### Given task
Repeat word for word the part of the football rankings column below that begins at the words "Last week, Eshaan" and stops after "entire Tartan readership.".

### Text provided
++++++++

Why Eshaan’s Week 3 Rankings make no sense and prove he's a fraud who doesn’t watch football

Last week, Eshaan Joshi — my colleague, our sports editor, and officially my boss — made a complete fool of himself in front of the entire Tartan readership.

Let me explain. Before games were played last Saturday, we each agreed to rank what are, in our minds, the top 10 teams in the country. Of course, reasonable people can disagree about the finer points of the rankings. Whether Washington should have been above Notre Dame, for instance, is up for debate — I think they should have, as no team in the country had been quite as dominant against good competition as the Huskies, but it’s not conclusive. But Eshaan made two critical errors that defy logic, reason, and common sense.

First, he gave Texas the number one spot. The Texas Longhorns. He eloquently justified it as follows: “TEXAS IS MOTHA FUCKIN BACK Y’ALL!?” And second, he left the Penn State Nittany Lions out of the top ten, disagreeing with 62 out of the 63 voters on the AP poll, yours truly, and more importantly, the product we’ve seen on the field.

Let’s talk about Texas first, and we can get the elephant in the room out of the way early. Yes, the Longhorns beat Alabama, 34-24, along with football powerhouses Rice and Wyoming. And yes, Georgia hasn’t really played anyone all season. Their only game against a decent team was at South Carolina, and, to put it mildly, they struggled, putting up just 24 points and letting the Gamecocks keep it close until the half. I know all that.

But let’s not lose sight of the reasons that Georgia was a consensus #1 at the start of the season. The Bulldogs, coming off two national championships in a row, boast the nation’s best roster by a mile. The depth chart is staggering, and most of the roster from last year’s national championship team is very much intact. Carson Beck, the team’s young quarterback, backed up Stetson Bennett last year, and appeared in five games, topping a 200 quarterback rating in three of them while completing 74% of his passes. This year, as a starter, he’s down to a measly, pitiful 73%. (The average is around 60% across all of college football.)

Playing against weak competition, Georgia did the job each of the first two weeks — and then, for the first time since last year’s national semifinal, the Bulldogs blinked, falling behind 14-3 at the half and going into the locker room knowing there was a real risk of losing the game. South Carolina was playing like, well, a good team.

But you know what separates the good from the great?

Because, clearly, Eshaan doesn’t.

++++++++

### Recorded data

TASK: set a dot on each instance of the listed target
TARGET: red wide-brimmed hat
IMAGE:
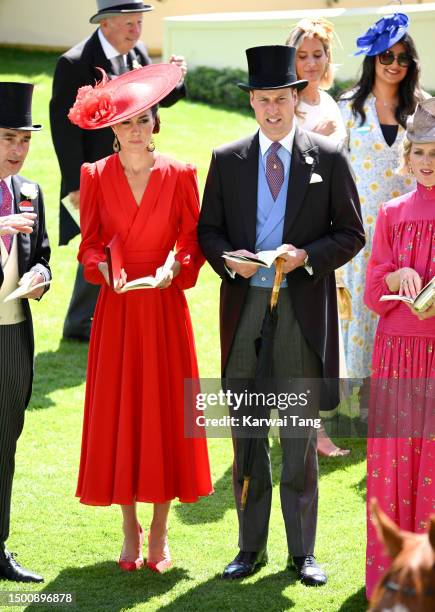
(113, 101)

++++++++

### Exercise answer
Last week, Eshaan Joshi — my colleague, our sports editor, and officially my boss — made a complete fool of himself in front of the entire Tartan readership.